## Records for the exercise
* BEGIN *

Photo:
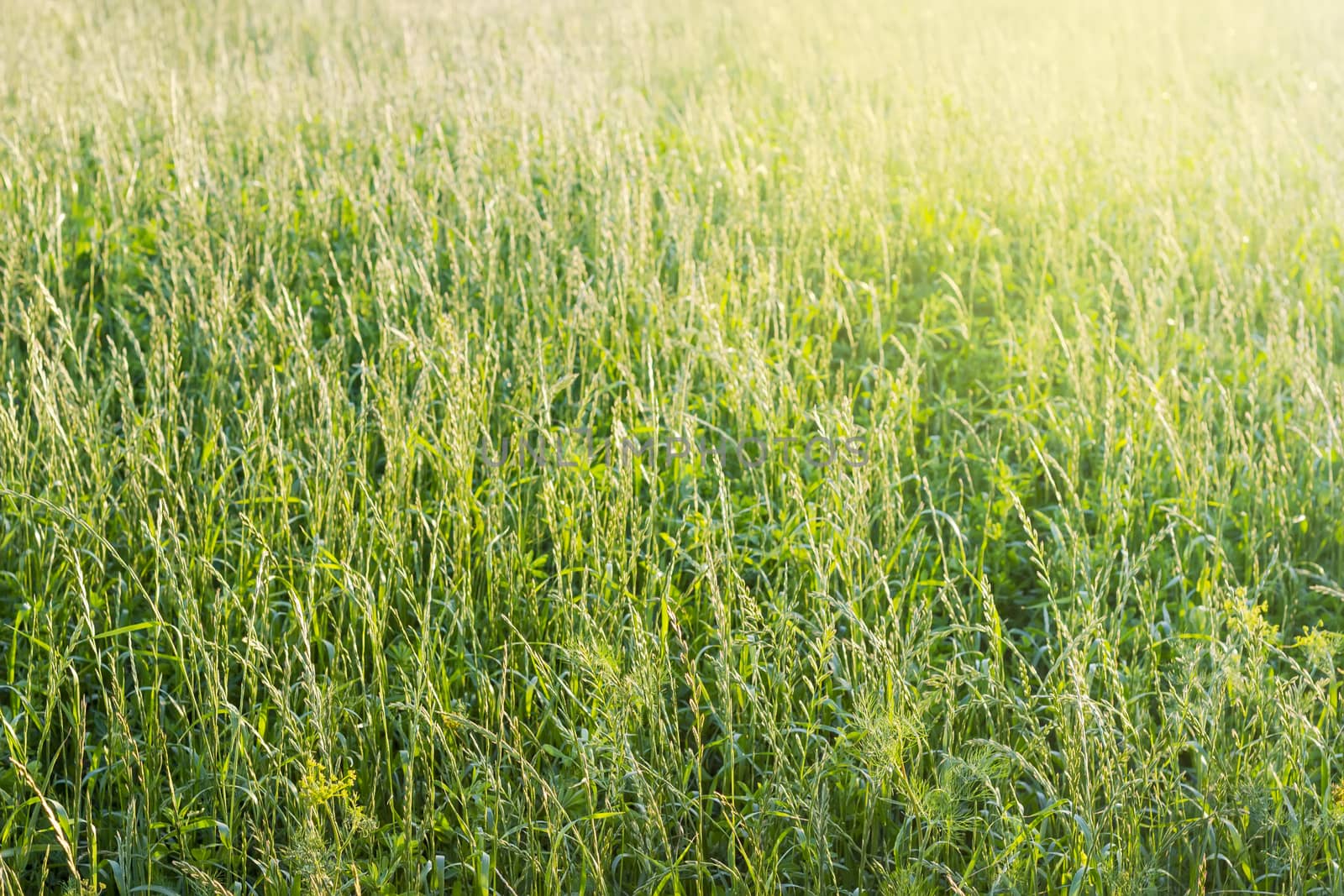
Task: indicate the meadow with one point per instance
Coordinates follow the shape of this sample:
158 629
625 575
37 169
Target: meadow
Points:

* END *
* BEGIN *

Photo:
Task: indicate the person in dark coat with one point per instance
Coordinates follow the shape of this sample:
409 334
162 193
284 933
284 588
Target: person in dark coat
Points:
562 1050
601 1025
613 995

* END *

## Exercise
Count the lines in the records above that contain the string "meadow", matching case exactly. Give only the number.

## Task result
2